[Excerpts from location labeling data]
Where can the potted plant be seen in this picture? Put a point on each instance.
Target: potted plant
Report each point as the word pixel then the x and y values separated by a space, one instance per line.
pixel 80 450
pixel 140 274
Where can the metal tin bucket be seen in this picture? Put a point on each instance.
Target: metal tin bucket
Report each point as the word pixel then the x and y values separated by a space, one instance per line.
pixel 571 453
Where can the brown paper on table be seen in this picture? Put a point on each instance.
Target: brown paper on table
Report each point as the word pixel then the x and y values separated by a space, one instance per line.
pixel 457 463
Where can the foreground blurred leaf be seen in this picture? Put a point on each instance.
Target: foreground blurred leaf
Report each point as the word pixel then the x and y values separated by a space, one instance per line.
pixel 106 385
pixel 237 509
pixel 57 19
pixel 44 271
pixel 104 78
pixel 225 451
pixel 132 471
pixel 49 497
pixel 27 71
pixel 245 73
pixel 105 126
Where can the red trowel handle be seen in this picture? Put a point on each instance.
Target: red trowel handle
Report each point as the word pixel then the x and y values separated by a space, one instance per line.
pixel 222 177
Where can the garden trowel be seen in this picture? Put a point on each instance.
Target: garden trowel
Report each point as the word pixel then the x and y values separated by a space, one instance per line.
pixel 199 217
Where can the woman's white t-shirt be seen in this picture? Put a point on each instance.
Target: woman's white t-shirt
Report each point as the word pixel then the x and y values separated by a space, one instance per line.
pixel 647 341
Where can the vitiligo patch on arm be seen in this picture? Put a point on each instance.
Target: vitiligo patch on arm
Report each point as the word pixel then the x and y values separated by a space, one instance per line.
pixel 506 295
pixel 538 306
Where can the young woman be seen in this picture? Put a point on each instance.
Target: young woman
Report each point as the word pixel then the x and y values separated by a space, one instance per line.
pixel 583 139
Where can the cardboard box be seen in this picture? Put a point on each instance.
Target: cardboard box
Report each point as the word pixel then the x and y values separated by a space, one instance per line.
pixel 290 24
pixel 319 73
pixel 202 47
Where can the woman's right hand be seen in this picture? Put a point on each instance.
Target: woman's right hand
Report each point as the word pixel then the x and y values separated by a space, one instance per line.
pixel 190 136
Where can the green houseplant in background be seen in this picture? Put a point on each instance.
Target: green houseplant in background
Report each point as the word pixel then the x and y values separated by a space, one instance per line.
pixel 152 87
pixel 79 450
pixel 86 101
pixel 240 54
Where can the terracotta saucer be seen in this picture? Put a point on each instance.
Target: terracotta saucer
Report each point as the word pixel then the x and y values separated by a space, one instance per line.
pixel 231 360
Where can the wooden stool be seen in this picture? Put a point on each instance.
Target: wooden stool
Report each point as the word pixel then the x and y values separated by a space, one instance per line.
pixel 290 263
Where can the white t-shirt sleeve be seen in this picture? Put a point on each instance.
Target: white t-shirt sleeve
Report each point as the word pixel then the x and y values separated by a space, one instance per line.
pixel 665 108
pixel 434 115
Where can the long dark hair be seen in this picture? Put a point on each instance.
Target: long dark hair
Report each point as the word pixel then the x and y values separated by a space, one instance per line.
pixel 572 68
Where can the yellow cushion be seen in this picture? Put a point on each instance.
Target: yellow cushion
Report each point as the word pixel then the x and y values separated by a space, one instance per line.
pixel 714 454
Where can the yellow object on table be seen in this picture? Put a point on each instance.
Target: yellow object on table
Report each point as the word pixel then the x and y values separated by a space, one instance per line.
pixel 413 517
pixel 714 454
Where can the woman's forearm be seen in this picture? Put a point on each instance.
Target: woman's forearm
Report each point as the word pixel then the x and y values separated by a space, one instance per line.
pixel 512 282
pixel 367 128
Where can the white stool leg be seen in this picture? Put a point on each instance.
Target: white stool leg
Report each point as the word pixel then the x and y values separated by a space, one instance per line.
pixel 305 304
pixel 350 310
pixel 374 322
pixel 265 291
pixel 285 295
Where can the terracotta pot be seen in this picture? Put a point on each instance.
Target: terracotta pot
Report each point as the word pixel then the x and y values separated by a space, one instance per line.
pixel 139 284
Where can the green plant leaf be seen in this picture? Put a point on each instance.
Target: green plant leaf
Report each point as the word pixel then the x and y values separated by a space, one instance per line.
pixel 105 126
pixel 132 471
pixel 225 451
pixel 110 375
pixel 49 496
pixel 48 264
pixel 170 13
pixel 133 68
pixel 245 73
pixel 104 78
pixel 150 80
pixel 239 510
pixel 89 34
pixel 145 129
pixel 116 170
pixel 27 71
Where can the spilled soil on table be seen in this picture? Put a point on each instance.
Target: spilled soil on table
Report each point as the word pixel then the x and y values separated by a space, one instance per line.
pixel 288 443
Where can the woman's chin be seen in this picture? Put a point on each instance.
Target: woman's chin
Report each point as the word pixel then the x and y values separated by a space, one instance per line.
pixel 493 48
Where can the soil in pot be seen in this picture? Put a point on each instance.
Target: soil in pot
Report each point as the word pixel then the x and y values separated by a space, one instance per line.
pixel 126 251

= Exercise prompt =
Reproduce all of the records above word for word, keeping every line in its original order.

= Response to the task =
Where can the potted plant be seen in this picture? Put a point on each instance.
Target: potted plant
Report each point as the word pixel then the x and y values separated by a space, one instance per line.
pixel 80 450
pixel 140 274
Where can the metal tin bucket be seen in this picture? Put a point on each instance.
Target: metal tin bucket
Report each point as the word pixel then the x and y values separated by a space, one instance per line.
pixel 571 453
Where can the brown paper on table be seen in this picture? Put a point on each instance.
Target: brown paper on table
Report each point as the word pixel then the x and y values separated by a space, one instance per line.
pixel 457 463
Where can the foreground blurred leaf be seen in this picture? Put a point on each instance.
Target: foreground blurred leaf
Report each point as the word pixel then the x and y values separated by a space, one instance per line.
pixel 106 385
pixel 237 509
pixel 57 19
pixel 44 271
pixel 104 78
pixel 225 451
pixel 132 471
pixel 49 497
pixel 27 71
pixel 245 73
pixel 105 126
Where can the red trowel handle be seen in this picture? Put a point on each instance.
Target: red trowel handle
Report each point as the word pixel then the x and y values separated by a space, one instance per line.
pixel 222 177
Where can the garden trowel be seen in this picture? Put a point on each instance.
Target: garden trowel
Report each point as the word pixel then the x and y values separated by a space, one instance per line.
pixel 199 217
Where can the woman's white t-shirt be seen in this picture? Put a point on each instance.
Target: woman's white t-shirt
Report each point as the word pixel then the x and y values separated by a space, one instance per line.
pixel 647 341
Where can the vitiligo patch on arm be seen in this picture? Put a point on each instance.
Target: vitiligo patch on arm
Report each point as the word pixel then the x and y values separated by a space, one instance per line.
pixel 506 295
pixel 538 306
Where can the young woman be seen in this picture? Put a point on each instance.
Target: young woman
Report each point as the word pixel then the x and y values separated by a space, one instance per line.
pixel 583 139
Where can the cardboard box be seen in this picture? Put a point on each instance.
Target: cardboard box
Report each point as the word pixel then the x and y values separated by a space, one instance per line.
pixel 290 24
pixel 319 73
pixel 202 47
Where can the woman's right hand be seen in this picture? Put a point on each instance.
Target: woman's right hand
Report each point as the word pixel then the x and y values separated by a space, one instance per line.
pixel 190 136
Where can the green houseplant in background be seen in this picture? Put a point on each instance.
Target: green houseplant in background
Report each point as the word pixel then the x and y values separated by a space, one instance per line.
pixel 152 87
pixel 79 450
pixel 86 101
pixel 240 54
Where can the terracotta saucer be seen in this picture? Put a point on each instance.
Target: terracotta saucer
Report each point as the word pixel then the x and y values separated by a space, one instance per line.
pixel 231 360
Where can the wooden stool be seen in this picture? Put a point on each instance.
Target: wooden stool
Report each point as the word pixel then the x and y values separated by a space, one instance per line.
pixel 290 263
Where can the white t-shirt sleeve be seen in this picture? Put a point on each instance.
Target: white t-shirt sleeve
Report each point as the word pixel then the x and y values separated by a space, one instance per line.
pixel 665 108
pixel 434 115
Where can the long dark hair be seen in this picture? Put a point on each instance.
Target: long dark hair
Report each point as the word pixel then the x and y values separated by a space, one instance per line.
pixel 572 68
Where can the yellow cushion be seen in this picture? Put a point on each instance.
Target: yellow cushion
Report each point as the word pixel then the x and y values separated by a space, one instance per line.
pixel 714 454
Where can the yellow object on table be seen in this picture? Put a point on each instance.
Target: yellow object on table
Report each point as the word pixel then the x and y values separated by a space, one instance per line.
pixel 413 517
pixel 714 454
Where can the woman's forearm be seen in this picture? Put a point on each instance.
Target: woman's forearm
Report each point as the word pixel then the x and y values separated by a space, one instance per line.
pixel 512 282
pixel 367 128
Where can the white stool leg be seen in this picture? Put a point on each instance.
Target: white stool leg
Report each point as the word pixel then the x and y values separated by a space, one instance per line.
pixel 305 304
pixel 350 310
pixel 374 322
pixel 265 291
pixel 285 295
Where can the terracotta pot be seen in this picture? Put a point on each instance.
Target: terracotta pot
Report each point as the word pixel then the x and y values separated by a space, one instance per line.
pixel 139 284
Where can the green plant leaf be seen in this picture? Put a point on each instance.
Target: green plant leaf
Report each point as the word pixel then the x and y values separated by a space, one instance per line.
pixel 105 126
pixel 132 471
pixel 225 451
pixel 110 375
pixel 49 496
pixel 48 264
pixel 170 13
pixel 133 68
pixel 245 73
pixel 104 78
pixel 150 80
pixel 239 510
pixel 89 34
pixel 145 129
pixel 116 170
pixel 27 71
Where can the spilled soil on table be seen in this picture? Put a point on each instance.
Target: spilled soil on table
Report each point as the word pixel then the x and y values separated by a space, one instance per line.
pixel 288 443
Where can the woman's chin be seen in this picture? Put a point on each instance.
Target: woman's chin
Report each point as the word pixel then the x and y values separated by a space, one instance per line.
pixel 493 48
Where can the soil in pot be seen in this picture? Put a point on each instance.
Target: soil in pot
Report each point as the word pixel then the x and y values separated by a space, one instance per line.
pixel 126 251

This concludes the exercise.